* **Exercise aim**: Can you print every record below exactly as written?

━━━━━━━━

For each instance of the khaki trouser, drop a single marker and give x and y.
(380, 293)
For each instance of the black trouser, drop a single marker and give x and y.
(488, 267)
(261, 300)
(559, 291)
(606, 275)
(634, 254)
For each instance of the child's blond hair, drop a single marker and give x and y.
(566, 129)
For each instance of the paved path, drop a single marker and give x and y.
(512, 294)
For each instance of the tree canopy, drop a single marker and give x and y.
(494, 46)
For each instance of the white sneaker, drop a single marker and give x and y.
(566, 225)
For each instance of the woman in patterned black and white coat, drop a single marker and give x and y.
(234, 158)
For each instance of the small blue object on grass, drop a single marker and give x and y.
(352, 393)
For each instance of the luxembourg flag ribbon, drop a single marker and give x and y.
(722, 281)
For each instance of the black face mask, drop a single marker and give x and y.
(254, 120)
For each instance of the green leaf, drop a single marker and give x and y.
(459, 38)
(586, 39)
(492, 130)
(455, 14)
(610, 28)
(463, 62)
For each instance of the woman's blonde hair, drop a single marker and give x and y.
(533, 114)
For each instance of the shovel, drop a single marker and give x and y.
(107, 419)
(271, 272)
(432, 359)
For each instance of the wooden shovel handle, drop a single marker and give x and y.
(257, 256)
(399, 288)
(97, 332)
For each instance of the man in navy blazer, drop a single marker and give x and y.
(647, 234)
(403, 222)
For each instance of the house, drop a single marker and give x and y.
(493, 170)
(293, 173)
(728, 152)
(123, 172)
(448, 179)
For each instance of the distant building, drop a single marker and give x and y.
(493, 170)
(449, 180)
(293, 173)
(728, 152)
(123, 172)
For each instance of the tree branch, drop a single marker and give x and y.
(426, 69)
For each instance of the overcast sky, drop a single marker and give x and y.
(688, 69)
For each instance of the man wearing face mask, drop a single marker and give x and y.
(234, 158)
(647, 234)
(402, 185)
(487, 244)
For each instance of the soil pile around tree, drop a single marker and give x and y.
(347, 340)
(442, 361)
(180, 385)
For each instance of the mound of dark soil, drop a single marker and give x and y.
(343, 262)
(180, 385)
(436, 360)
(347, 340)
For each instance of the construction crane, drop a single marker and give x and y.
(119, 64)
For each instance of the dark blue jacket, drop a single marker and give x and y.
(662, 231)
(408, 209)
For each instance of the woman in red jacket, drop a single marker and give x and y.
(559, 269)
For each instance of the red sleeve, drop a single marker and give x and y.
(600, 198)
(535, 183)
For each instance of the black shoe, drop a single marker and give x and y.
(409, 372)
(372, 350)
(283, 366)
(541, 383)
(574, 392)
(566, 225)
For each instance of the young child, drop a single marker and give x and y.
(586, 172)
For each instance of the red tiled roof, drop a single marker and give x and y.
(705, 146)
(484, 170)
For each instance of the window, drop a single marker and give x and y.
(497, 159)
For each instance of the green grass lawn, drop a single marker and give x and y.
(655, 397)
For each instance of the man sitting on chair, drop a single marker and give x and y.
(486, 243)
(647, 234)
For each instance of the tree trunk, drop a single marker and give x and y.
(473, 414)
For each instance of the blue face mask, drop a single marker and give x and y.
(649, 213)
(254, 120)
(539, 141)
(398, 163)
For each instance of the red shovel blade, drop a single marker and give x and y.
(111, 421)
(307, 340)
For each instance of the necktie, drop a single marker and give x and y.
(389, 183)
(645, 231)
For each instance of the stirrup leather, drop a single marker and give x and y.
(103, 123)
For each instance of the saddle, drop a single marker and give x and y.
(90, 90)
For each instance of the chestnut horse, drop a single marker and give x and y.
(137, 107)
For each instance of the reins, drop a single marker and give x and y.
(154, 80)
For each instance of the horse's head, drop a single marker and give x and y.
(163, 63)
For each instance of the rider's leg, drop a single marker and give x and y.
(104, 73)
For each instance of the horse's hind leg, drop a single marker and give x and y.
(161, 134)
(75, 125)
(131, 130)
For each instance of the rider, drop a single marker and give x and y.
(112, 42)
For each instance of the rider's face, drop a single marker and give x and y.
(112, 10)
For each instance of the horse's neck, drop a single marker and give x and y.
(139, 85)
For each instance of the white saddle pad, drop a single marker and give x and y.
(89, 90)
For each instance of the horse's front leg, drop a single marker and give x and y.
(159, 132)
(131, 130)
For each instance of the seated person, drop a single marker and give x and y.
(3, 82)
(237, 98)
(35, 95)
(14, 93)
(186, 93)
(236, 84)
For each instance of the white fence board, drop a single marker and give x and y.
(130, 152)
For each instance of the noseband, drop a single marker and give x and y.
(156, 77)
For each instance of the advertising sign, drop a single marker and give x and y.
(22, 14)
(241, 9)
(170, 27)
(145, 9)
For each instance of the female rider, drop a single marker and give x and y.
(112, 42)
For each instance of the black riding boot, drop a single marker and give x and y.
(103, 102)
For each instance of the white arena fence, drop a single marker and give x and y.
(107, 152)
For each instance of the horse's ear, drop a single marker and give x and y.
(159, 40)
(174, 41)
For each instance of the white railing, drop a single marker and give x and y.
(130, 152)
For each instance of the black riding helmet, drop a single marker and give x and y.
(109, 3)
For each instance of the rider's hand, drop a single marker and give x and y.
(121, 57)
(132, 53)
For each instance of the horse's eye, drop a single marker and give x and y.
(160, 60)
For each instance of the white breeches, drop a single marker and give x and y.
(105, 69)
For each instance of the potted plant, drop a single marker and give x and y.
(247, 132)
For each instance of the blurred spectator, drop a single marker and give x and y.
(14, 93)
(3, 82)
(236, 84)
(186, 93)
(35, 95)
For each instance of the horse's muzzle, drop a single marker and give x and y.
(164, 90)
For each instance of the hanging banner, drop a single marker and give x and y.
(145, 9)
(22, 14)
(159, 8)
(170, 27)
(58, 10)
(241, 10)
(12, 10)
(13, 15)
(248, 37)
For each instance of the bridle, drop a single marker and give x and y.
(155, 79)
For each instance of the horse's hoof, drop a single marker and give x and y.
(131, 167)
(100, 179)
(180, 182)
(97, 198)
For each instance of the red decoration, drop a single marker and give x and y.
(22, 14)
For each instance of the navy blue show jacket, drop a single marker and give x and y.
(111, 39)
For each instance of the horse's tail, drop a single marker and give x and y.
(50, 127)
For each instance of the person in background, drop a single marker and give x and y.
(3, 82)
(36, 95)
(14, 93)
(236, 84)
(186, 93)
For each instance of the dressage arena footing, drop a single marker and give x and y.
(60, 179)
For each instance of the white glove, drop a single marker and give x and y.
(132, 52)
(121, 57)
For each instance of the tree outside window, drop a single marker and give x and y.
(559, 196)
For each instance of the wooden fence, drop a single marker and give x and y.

━━━━━━━━

* **Complete response**:
For each instance of the khaki trouser, drop a single marker and give x and y.
(380, 293)
For each instance of the black trouser, drop a single marker and give x and y.
(488, 267)
(261, 300)
(559, 291)
(606, 275)
(634, 254)
For each instance of the child's blond hair, drop a single marker and give x and y.
(566, 129)
For each instance of the paved path, drop a single marker and give x and y.
(512, 294)
For each instance of the tree canopy, drop a single marker and give x and y.
(494, 46)
For each instance of the white sneaker, drop a single marker and give x and y.
(566, 225)
For each instance of the woman in patterned black and white coat, drop a single marker and give x and y.
(234, 158)
For each instance of the small blue object on grass, drop a single marker and give x and y.
(352, 393)
For each instance of the luxembourg flag ribbon, drop a single marker and give x and y.
(722, 281)
For each instance of the black face mask, drop a single marker and give x and y.
(254, 120)
For each instance of the green leaf, drop a single marker and give x and y.
(459, 38)
(586, 39)
(492, 130)
(455, 14)
(610, 28)
(463, 62)
For each instance of the woman's blonde hair, drop a single marker and give x and y.
(533, 114)
For each instance of the shovel, drop a single marker and give x and y.
(107, 419)
(271, 272)
(432, 359)
For each instance of the wooden shovel handle, drop a single marker and give x and y.
(257, 256)
(399, 288)
(97, 332)
For each instance of the man in navy blazer, drop a single marker and give x and y.
(647, 234)
(403, 222)
For each instance of the house, drop a single marker and give x and y.
(493, 170)
(293, 173)
(728, 152)
(123, 172)
(448, 179)
For each instance of the distant building, drop a single marker and give x and y.
(493, 170)
(449, 180)
(293, 173)
(728, 152)
(123, 172)
For each instance of the tree branch, drop a single marker and give x and y.
(426, 69)
For each instance of the overcast sky, drop a single marker and give x and y.
(688, 69)
For each instance of the man wearing face mask, drop a single marker and give x and y.
(234, 158)
(647, 234)
(402, 185)
(487, 244)
For each instance of the soil pile around tree, drop a single marker and give x and y.
(347, 340)
(442, 361)
(180, 385)
For each instance of the mound of dark soil, drop a single marker and give x and y.
(343, 262)
(180, 385)
(436, 360)
(347, 340)
For each instance of the construction crane, drop a single marker and give x and y.
(119, 64)
For each instance of the dark blue jacket, drop a single marker and give x and y.
(662, 231)
(408, 209)
For each instance of the woman in red jacket, drop a single marker and give x and y.
(559, 269)
For each instance of the red sleeve, drop a single marker and give x and y.
(600, 198)
(535, 183)
For each instance of the black shoe, drop a single marker and give x and y.
(409, 372)
(372, 350)
(283, 366)
(541, 383)
(574, 392)
(566, 225)
For each instance of the young child, drop a single marker and give x and y.
(586, 172)
For each instance of the red tiled roof, drop a single marker and give x and y.
(705, 146)
(484, 170)
For each instance of the window, drop a single marker and give x and y.
(497, 159)
For each instance of the green grass lawn, drop a single marker and give x and y.
(655, 397)
For each instance of the man sitting on chair, drop a single marker and give x and y.
(486, 243)
(647, 234)
For each instance of the tree trunk, drop a single marker and give x and y.
(473, 414)
For each instance of the blue face mask, drop a single marker and give x and y.
(649, 213)
(254, 120)
(539, 141)
(398, 163)
For each instance of the red shovel blade, drop a single marker and give x and y.
(111, 421)
(307, 340)
For each instance of the necktie, drop a single marker and give x and y.
(389, 183)
(645, 231)
For each instance of the stirrup leather, drop a single marker and give x and y.
(103, 123)
For each instance of the saddle, drop a single marker and give x and y.
(90, 90)
For each instance of the chestnut horse, drop a single marker and give x and y.
(137, 107)
For each instance of the reins, drop a single marker and give x and y.
(154, 80)
For each instance of the horse's head, drop a single marker and give x and y.
(163, 63)
For each instance of the rider's leg, drop a single marker and give x and y.
(104, 73)
For each instance of the horse's hind leg, drop a single marker and give x and y.
(161, 134)
(75, 125)
(131, 130)
For each instance of the rider, drop a single marker and give x and y.
(112, 42)
For each instance of the rider's face, drop a single marker and give x and y.
(112, 10)
For each instance of the horse's neck, drop a single marker and give x and y.
(139, 85)
For each instance of the white saddle pad, drop a single marker and give x and y.
(89, 90)
For each instance of the horse's front leg, drop a single marker and give x and y.
(159, 132)
(131, 130)
For each instance of the seated person, drop a single marker and give x and y.
(3, 82)
(237, 98)
(35, 95)
(14, 93)
(186, 93)
(236, 84)
For each instance of the white fence board, drop a single marker and give x and y.
(130, 152)
For each instance of the noseband, drop a single marker and give x and y.
(156, 77)
For each instance of the advertising sign, drop a single marker and give x and y.
(22, 14)
(241, 9)
(170, 27)
(145, 9)
For each instance of the female rider, drop a single marker and give x and y.
(112, 42)
For each instance of the black riding boot, drop a single marker and give x and y.
(103, 102)
For each instance of the white arena fence, drop a single marker and give x and y.
(107, 152)
For each instance of the horse's ear, drop a single marker and give x and y.
(159, 40)
(174, 41)
For each instance of the white railing, drop a single marker and give x and y.
(130, 152)
For each instance of the black riding helmet, drop a single marker and give x and y.
(109, 3)
For each instance of the rider's hand, drop a single marker and give x and y.
(121, 57)
(132, 53)
For each instance of the horse's eye, drop a single marker and give x and y.
(160, 60)
For each instance of the white breeches, drop a single marker and give x and y.
(105, 69)
For each instance of the potted plant, drop a single marker and give x and y.
(247, 132)
For each instance of the blurred spectator, drop a single marker and give x and y.
(14, 93)
(3, 82)
(236, 84)
(186, 93)
(35, 95)
For each instance of the horse's muzzle, drop a single marker and give x and y.
(164, 90)
For each instance of the hanging banner, drop a single marker and give x and y.
(145, 9)
(22, 14)
(159, 8)
(170, 27)
(58, 10)
(241, 10)
(12, 10)
(13, 15)
(248, 37)
For each instance of the bridle, drop a single marker and give x and y.
(155, 79)
For each instance of the horse's hoof, drop a single marker and give x and y.
(131, 167)
(100, 179)
(180, 182)
(97, 198)
For each instance of the red decoration, drop a single marker and give x and y.
(22, 14)
For each instance of the navy blue show jacket, drop a single marker and give x and y.
(111, 39)
For each instance of the horse's tail, drop a single marker and give x and y.
(50, 127)
For each instance of the person in background, drop a single marker and give x and y.
(3, 82)
(36, 95)
(14, 93)
(236, 84)
(186, 93)
For each instance of the dressage arena footing, drop a single marker and give x and y.
(60, 179)
For each instance of the white glove, drop a single marker and give x and y.
(132, 52)
(121, 57)
For each instance of the tree outside window, drop a single marker and give x and y.
(559, 196)
For each instance of the wooden fence, drop a single marker and give x and y.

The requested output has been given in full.